» **Exercise objective**:
From the records below, copy each line containing the string "tulip".

» **Data listing**:
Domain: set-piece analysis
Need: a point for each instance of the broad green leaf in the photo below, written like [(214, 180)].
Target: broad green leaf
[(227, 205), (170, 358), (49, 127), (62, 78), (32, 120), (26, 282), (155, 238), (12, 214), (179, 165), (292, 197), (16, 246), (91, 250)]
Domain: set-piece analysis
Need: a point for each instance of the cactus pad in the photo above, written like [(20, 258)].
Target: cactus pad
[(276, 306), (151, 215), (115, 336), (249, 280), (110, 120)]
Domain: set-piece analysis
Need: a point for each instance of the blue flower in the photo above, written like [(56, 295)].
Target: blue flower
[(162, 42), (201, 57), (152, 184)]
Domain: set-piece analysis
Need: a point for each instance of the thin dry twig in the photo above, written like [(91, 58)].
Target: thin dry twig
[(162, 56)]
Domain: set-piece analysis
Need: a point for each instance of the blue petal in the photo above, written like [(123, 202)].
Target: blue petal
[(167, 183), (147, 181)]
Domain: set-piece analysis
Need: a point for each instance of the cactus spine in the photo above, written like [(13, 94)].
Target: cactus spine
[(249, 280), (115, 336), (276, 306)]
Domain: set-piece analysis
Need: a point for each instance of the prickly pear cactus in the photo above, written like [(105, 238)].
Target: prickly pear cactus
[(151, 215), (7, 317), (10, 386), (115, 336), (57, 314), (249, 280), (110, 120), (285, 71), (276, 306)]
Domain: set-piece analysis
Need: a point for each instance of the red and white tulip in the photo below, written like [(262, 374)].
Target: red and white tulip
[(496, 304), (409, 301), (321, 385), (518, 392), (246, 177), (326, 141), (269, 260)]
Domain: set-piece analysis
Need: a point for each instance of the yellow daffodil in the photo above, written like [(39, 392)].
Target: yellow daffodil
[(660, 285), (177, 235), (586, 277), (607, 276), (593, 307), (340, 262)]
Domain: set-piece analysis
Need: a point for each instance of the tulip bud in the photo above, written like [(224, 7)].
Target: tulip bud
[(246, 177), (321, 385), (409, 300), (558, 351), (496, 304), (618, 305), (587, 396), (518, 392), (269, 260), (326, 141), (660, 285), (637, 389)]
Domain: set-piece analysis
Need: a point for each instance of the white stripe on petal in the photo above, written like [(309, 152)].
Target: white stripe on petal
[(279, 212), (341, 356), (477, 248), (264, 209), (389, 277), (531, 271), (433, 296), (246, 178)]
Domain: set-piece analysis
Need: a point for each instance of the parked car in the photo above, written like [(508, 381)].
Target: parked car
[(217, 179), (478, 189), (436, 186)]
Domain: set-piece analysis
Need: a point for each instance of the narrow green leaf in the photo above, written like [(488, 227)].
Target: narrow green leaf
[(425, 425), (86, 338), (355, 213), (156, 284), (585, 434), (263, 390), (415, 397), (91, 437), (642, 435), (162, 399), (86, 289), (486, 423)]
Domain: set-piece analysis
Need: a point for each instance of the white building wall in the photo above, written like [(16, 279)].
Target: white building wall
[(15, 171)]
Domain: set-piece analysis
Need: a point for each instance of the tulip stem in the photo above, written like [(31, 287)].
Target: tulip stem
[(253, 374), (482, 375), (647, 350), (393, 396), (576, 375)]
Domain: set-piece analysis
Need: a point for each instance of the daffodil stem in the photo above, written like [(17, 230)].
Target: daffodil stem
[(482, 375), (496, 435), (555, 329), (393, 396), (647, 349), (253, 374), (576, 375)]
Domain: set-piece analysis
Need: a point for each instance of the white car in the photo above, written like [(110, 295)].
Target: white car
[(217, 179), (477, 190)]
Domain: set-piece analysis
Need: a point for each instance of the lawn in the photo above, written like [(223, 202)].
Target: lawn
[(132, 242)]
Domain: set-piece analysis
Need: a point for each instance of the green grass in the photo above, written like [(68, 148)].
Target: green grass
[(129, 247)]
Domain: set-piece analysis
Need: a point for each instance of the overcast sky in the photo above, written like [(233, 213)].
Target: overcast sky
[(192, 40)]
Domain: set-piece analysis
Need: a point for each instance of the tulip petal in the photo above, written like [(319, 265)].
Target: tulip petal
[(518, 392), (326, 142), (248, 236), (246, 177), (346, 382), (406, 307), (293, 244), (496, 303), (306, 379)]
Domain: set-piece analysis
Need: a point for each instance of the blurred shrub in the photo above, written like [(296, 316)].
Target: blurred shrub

» **Solution below**:
Need: a point for each instance of the red and white tulip in the photo below, written like [(262, 374)].
Target: red and white tulip
Need: a point for each instance of the tulip bud in the photo above, written like [(224, 7)].
Target: tulip bud
Need: a point for each instance of the tulip stem in the photo above, written like [(31, 287)].
Target: tulip stem
Need: a point for each instance of the tulip petal in the photo above, written like [(319, 265)].
Target: tulip petal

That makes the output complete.